• [Job] Output the data below in full, byte for byte. Nothing may differ.

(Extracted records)
-------------------------
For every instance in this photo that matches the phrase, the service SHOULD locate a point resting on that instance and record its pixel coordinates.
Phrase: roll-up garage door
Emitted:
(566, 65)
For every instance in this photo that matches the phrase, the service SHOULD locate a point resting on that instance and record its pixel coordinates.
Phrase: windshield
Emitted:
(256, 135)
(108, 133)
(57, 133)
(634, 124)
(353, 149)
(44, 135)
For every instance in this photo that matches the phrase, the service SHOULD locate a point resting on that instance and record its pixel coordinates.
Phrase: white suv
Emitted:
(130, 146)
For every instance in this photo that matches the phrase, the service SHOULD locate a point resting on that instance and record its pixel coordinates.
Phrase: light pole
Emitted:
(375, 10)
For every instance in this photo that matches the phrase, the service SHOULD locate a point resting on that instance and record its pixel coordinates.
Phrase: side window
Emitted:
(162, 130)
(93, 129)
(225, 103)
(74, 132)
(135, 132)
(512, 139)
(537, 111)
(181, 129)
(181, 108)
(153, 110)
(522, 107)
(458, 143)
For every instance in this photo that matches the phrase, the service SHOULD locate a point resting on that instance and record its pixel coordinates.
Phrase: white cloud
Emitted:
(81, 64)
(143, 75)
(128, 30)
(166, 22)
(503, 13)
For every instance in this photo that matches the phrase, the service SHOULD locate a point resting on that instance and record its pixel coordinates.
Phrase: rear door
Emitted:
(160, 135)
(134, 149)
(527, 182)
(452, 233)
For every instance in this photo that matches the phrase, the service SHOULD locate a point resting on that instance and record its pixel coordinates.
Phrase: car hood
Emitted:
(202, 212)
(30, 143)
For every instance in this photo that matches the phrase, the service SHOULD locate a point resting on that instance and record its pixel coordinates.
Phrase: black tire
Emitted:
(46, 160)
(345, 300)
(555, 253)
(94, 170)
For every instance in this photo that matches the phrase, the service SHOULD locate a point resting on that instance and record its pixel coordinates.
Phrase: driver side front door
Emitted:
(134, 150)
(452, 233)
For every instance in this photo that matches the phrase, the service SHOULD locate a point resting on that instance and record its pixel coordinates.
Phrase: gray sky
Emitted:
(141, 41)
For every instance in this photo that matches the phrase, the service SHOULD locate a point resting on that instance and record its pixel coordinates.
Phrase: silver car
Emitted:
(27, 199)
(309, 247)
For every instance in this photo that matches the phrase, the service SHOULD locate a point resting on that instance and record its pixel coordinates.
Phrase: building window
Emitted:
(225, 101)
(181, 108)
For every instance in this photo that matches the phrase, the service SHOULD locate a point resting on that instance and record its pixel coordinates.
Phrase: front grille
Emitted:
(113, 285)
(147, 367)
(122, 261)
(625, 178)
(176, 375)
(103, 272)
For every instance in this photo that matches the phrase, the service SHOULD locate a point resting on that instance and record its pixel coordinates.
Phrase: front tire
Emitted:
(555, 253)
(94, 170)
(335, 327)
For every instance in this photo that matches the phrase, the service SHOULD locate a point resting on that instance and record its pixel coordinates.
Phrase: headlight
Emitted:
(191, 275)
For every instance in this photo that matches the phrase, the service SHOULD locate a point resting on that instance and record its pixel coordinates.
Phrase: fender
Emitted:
-------------------------
• [Exercise response]
For every instance in this photo that matches the phrase, the service SHOULD locate a point resting on that instance and record its pixel coordinates.
Phrase: roll-up garage door
Emitted:
(566, 65)
For every instance in this photo that matches the phrase, the service SHOULD locate a point resting on that instance and record its pixel coordinates.
Phrase: windshield
Emitted:
(256, 135)
(108, 133)
(57, 133)
(634, 124)
(353, 149)
(44, 135)
For every instance in this photo that matches the phrase, the service SHOULD locate a point resting on that instance and record its pixel coordinates.
Phrase: white suv
Emitted:
(130, 146)
For every instance in this photo that matches the phrase, the service SHOULD locate a point resting on that instance and record its pixel coordinates.
Phrase: light pole
Emitted:
(375, 10)
For every instance in this photo that matches the phrase, the service SHOULD locate a point resting on that instance and record its pixel coordinates.
Phrase: side window
Emitted:
(162, 130)
(93, 129)
(225, 103)
(74, 132)
(135, 132)
(512, 139)
(537, 111)
(181, 129)
(181, 108)
(153, 110)
(522, 107)
(458, 143)
For every instance in this photo that matches the phrase, the service SHOULD locate a point resting on that instance and record its pixel coordinates.
Phrase: white cloud
Emitted:
(81, 64)
(143, 75)
(128, 30)
(166, 22)
(503, 13)
For every instance in this photo that matches the phrase, the service SHOULD locate a point resting on that instance and record its pixel coordinates.
Phrase: rear door
Emitted:
(160, 135)
(134, 149)
(527, 182)
(452, 233)
For every instance in this photo that matches the phrase, the service SHOULD locate a point resting on that instance and record its pixel coordinates.
Phrase: car hood
Emitted:
(202, 212)
(30, 143)
For every instance in this photo that matches the phrase, the service SHOULD locate a point resting on that instance and record its pixel coordinates.
Phrase: black tire
Emitted:
(46, 160)
(345, 300)
(555, 253)
(94, 170)
For every instance in this photo that matches the phrase, the service SHOULD locate a point resting on that instance and record its pixel coordinates.
Phrase: driver side front door
Emitted:
(134, 150)
(452, 233)
For every instance in this photo that matches the phrase, the service SHOULD locate a point resting on that instance and record its pixel coordinates.
Phrase: gray sky
Emitted:
(141, 41)
For every instance in this photo that matches the phrase, the service SHOULD locate a point resting on that instance and record its pixel coordinates.
Phrase: silver car
Emitted:
(27, 199)
(309, 247)
For every instance in this photo that matches the phrase, the service SHOULD locate a point resting on that instance and record its pixel coordinates.
Phrase: building window
Emitted:
(225, 101)
(181, 108)
For every instance in this photo that matches the phrase, the service SHOULD locate a point resting on that instance and record its pixel coordinates.
Phrase: front grille
Emitted:
(113, 285)
(147, 367)
(122, 261)
(625, 178)
(176, 375)
(103, 272)
For every instance in this photo that matches the phrase, the service SHOULD locate a point resting on that instance and record its pixel coordinates.
Phrase: front tire
Emitted:
(555, 253)
(94, 170)
(335, 327)
For every instance in this photo that matches the phrase, the service SHOULD locate a point resting on that instance and record its pixel coordinates.
Phrase: headlight
Emitted:
(191, 275)
For every instance in this photo that matches the phrase, the service SHOULD locate a point resting on that instance and record its pixel coordinates.
Phrase: fender
Emitted:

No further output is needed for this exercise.